Data lines:
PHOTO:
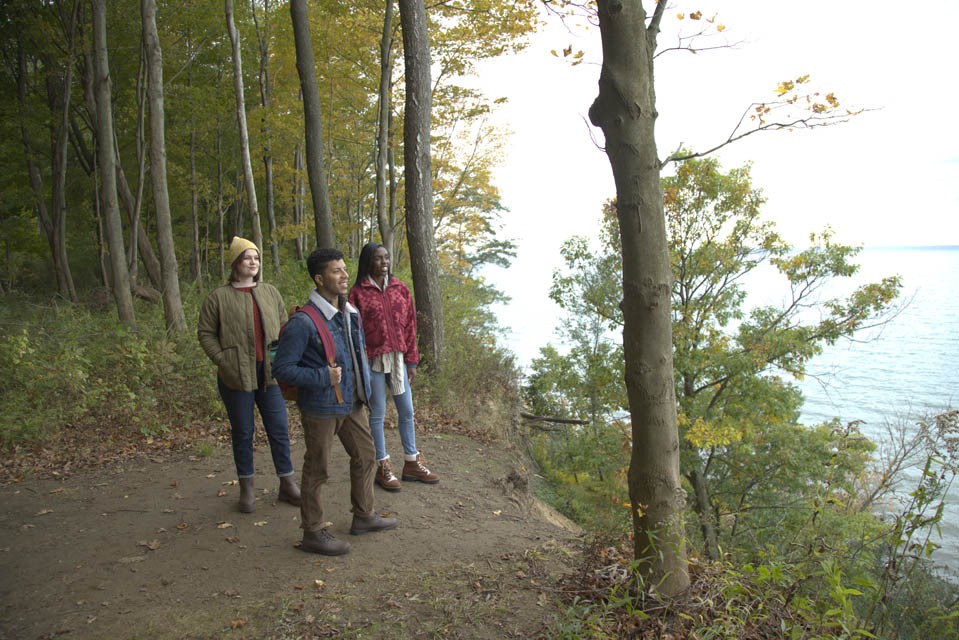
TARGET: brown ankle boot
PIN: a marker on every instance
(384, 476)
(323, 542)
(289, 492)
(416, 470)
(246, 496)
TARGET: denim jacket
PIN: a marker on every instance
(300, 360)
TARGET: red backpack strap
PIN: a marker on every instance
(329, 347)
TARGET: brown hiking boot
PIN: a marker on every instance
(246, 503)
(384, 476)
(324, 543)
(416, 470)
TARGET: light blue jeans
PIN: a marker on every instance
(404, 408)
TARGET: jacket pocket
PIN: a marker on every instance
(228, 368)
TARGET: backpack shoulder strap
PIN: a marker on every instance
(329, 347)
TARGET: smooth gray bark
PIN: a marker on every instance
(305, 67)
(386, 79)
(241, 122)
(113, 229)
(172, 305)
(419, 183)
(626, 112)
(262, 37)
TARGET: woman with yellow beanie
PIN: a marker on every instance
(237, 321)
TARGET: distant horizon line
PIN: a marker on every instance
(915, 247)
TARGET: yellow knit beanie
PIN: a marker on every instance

Work to complete:
Write out all the items again, swapping every "marker" for "dot" and keeping everything else unchanged. Leave the pictures out.

The solution:
PHOTO:
TARGET: brown ankle boot
PIN: a dot on every instance
(384, 476)
(323, 542)
(289, 492)
(416, 470)
(246, 496)
TARGET: denim jacket
PIN: a dot on every instance
(300, 360)
TARGET: red backpack strap
PIN: a dot on every instance
(329, 347)
TARGET: brown hiking boot
PIN: a dot on every instance
(246, 503)
(384, 476)
(324, 543)
(416, 470)
TARGET: light blue jeans
PIN: a dot on every instance
(404, 408)
TARGET: jacket pocket
PIN: a dot on every instance
(228, 368)
TARGET: backpack shoulder strap
PIN: a dot on every instance
(329, 347)
TARGET: smooth gray bark
PIN: a dot on every instance
(305, 67)
(386, 79)
(241, 122)
(113, 229)
(172, 305)
(419, 183)
(626, 112)
(262, 37)
TARGET: woman with yellow beanie
PIN: a dot on every instance
(237, 321)
TARGET: distant horizon line
PIN: a dot on every instance
(915, 247)
TARGET: yellow knit beanie
PIN: a dot on every instance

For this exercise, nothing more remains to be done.